Your answer should be only the lines below from the one with "Target: man's forearm" to the one with "Target: man's hand", repeated exactly, ends included.
[Start of Attachment]
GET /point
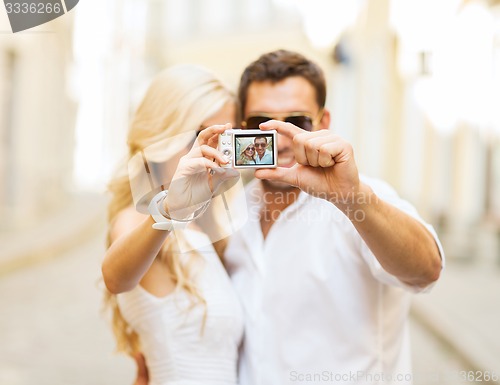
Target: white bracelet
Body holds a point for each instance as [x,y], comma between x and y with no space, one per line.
[163,219]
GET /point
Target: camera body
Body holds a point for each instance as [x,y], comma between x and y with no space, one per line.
[249,148]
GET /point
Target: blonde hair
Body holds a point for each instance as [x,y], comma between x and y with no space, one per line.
[178,100]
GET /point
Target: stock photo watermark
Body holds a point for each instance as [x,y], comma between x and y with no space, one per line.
[26,14]
[366,377]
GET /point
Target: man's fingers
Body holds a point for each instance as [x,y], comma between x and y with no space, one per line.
[283,128]
[279,174]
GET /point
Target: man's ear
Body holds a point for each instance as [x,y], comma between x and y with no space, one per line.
[324,123]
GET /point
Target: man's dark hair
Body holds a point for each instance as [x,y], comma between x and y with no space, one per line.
[279,65]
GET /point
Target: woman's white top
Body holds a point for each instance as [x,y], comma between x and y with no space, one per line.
[177,348]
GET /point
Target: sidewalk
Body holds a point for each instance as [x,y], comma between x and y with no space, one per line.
[463,311]
[72,225]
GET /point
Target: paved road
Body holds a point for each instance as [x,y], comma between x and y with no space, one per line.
[51,331]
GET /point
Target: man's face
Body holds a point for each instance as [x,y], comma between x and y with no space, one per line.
[260,146]
[293,94]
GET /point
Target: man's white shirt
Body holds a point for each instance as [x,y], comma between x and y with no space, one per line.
[318,306]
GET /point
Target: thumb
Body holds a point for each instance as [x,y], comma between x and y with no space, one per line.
[279,174]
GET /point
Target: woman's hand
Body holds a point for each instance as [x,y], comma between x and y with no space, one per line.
[199,175]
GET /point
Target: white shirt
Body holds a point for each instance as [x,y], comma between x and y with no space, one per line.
[181,348]
[318,306]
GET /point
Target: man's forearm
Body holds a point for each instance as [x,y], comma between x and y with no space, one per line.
[402,245]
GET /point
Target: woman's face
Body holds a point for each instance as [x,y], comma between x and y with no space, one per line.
[250,151]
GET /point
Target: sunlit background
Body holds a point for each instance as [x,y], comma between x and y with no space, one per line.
[414,85]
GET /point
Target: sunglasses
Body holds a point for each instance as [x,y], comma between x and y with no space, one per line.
[300,119]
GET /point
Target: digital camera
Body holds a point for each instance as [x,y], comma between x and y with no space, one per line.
[249,148]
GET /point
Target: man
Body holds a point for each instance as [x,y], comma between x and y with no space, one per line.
[326,263]
[264,156]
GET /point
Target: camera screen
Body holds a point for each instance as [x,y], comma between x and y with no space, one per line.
[254,150]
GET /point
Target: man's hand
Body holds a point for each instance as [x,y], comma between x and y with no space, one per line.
[325,164]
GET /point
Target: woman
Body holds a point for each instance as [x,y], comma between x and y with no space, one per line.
[247,152]
[176,308]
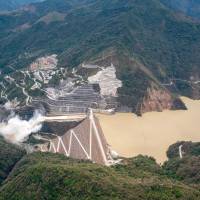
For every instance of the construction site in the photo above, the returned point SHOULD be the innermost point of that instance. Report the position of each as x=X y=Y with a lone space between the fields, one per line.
x=85 y=141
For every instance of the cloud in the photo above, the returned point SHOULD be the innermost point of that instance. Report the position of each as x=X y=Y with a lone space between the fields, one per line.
x=16 y=130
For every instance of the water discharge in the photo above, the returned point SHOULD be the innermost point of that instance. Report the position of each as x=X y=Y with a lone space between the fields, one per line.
x=152 y=133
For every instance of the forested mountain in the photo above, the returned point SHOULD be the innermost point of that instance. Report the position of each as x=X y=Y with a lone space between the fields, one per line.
x=51 y=176
x=154 y=50
x=8 y=5
x=189 y=7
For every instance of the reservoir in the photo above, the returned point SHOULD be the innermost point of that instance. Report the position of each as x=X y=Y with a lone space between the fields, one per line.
x=152 y=134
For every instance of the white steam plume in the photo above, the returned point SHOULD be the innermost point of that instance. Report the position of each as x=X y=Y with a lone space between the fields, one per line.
x=16 y=130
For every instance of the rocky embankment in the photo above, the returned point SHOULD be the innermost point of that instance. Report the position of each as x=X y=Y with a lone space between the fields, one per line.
x=159 y=100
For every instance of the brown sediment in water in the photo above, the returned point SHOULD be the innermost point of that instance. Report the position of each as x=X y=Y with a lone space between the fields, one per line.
x=152 y=133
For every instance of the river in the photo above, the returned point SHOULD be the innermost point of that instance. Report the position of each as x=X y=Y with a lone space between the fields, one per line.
x=152 y=134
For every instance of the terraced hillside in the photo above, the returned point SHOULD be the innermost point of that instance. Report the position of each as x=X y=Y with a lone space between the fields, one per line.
x=153 y=49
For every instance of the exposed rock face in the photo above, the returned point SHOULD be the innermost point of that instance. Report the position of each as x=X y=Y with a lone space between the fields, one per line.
x=45 y=63
x=159 y=100
x=107 y=80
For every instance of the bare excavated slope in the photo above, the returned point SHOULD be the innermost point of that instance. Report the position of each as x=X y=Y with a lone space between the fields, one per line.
x=154 y=50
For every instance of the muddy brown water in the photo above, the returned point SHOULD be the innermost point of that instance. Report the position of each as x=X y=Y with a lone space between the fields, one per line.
x=152 y=133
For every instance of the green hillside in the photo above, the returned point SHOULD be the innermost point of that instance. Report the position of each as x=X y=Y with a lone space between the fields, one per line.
x=149 y=44
x=189 y=7
x=9 y=156
x=51 y=176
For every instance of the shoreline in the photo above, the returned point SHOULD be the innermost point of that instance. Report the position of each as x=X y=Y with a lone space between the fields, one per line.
x=151 y=134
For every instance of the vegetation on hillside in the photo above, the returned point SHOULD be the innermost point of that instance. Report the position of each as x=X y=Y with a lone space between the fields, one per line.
x=51 y=176
x=186 y=169
x=9 y=155
x=189 y=7
x=149 y=42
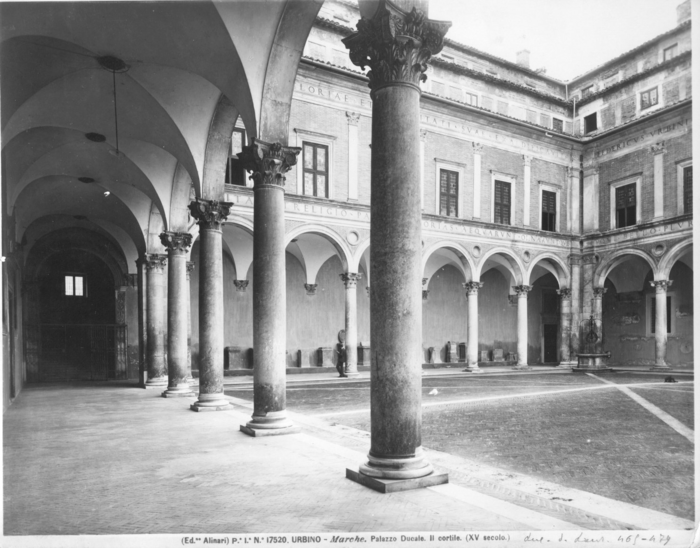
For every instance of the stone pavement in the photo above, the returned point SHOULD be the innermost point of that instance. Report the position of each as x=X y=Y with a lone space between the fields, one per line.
x=113 y=459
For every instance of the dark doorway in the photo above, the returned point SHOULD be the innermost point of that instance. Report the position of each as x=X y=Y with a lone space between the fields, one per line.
x=550 y=343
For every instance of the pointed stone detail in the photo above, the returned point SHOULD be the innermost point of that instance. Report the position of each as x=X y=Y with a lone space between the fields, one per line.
x=395 y=45
x=268 y=161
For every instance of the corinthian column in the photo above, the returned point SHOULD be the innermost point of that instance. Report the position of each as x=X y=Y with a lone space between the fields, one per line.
x=473 y=325
x=565 y=327
x=178 y=295
x=157 y=369
x=269 y=162
x=522 y=291
x=396 y=45
x=210 y=214
x=660 y=327
x=350 y=280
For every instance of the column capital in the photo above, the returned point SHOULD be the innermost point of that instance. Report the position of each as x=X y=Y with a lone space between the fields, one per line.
x=209 y=213
x=350 y=279
x=661 y=285
x=396 y=45
x=564 y=293
x=472 y=287
x=598 y=292
x=176 y=241
x=241 y=285
x=658 y=148
x=268 y=161
x=353 y=118
x=522 y=290
x=155 y=261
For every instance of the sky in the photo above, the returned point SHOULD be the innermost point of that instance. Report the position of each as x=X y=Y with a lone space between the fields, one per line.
x=567 y=37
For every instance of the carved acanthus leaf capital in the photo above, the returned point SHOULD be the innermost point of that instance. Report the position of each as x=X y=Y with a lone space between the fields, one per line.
x=209 y=213
x=350 y=279
x=176 y=241
x=268 y=161
x=395 y=45
x=661 y=286
x=472 y=287
x=155 y=261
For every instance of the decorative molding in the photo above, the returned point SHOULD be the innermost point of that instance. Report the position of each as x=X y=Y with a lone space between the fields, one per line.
x=241 y=285
x=268 y=162
x=155 y=261
x=176 y=241
x=472 y=287
x=396 y=45
x=209 y=213
x=311 y=289
x=661 y=285
x=350 y=279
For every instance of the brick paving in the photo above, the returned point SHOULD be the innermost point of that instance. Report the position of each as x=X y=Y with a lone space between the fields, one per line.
x=113 y=459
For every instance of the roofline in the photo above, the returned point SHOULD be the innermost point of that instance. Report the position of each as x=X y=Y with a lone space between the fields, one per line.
x=600 y=68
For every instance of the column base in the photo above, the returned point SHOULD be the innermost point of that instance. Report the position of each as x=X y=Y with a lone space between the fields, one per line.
x=384 y=485
x=275 y=423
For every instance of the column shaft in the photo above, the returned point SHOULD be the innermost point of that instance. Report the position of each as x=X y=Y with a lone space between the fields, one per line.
x=157 y=369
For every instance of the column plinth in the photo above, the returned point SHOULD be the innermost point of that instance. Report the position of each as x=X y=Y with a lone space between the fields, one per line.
x=522 y=292
x=660 y=327
x=178 y=295
x=473 y=326
x=350 y=280
x=156 y=366
x=209 y=215
x=396 y=45
x=268 y=163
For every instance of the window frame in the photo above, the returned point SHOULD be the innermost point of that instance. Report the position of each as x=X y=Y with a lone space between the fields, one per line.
x=680 y=167
x=637 y=181
x=460 y=169
x=317 y=139
x=504 y=178
x=651 y=309
x=650 y=105
x=546 y=187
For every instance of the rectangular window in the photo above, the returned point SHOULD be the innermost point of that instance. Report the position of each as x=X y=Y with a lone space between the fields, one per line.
x=448 y=192
x=235 y=174
x=501 y=203
x=315 y=169
x=648 y=98
x=75 y=286
x=626 y=205
x=670 y=52
x=590 y=122
x=549 y=211
x=668 y=314
x=688 y=189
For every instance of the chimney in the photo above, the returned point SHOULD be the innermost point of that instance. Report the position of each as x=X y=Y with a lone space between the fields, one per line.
x=683 y=12
x=523 y=57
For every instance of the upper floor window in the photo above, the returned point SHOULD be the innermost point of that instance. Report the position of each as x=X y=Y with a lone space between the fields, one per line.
x=688 y=189
x=75 y=285
x=449 y=181
x=315 y=169
x=235 y=174
x=501 y=202
x=626 y=205
x=648 y=98
x=590 y=123
x=549 y=211
x=670 y=52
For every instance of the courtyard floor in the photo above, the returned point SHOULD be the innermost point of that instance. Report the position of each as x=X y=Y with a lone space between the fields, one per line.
x=544 y=450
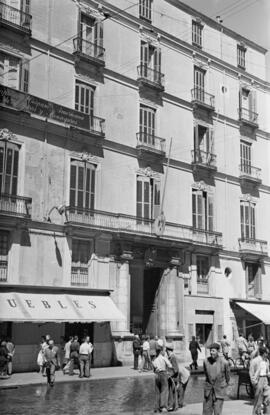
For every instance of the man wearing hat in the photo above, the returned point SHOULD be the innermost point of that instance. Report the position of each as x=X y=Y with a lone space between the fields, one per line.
[End of Attachment]
Your solution
Target: man's forearm
Body holds a point for each instance as [x,y], comma between x and y with no space, one per line.
[402,245]
GET /point
Target: woman's face
Body holds a point for each instance as [x,y], comma between x and y with no space, one per line.
[250,151]
GET /point
Target: sunlit background
Body holds a point for each instance as [x,y], comma between x and y with no space, one per line.
[414,85]
GET /point
Target: sunglasses
Body holds a point for each instance as [x,y], comma between x and y with no space, one per line.
[300,119]
GET /point
Target: digital camera
Body holds a point for each instance as [x,y], comma between x and y with no space, one per line.
[249,148]
GET /point
Target: man
Body holds a point for each instance as [x,y], comma between x and y with no space, one per line.
[326,263]
[264,156]
GET /point
Target: camera screen
Body holds a point for each instance as [x,y], comma between x and y with no space, one per line.
[254,150]
GET /point
Target: man's hand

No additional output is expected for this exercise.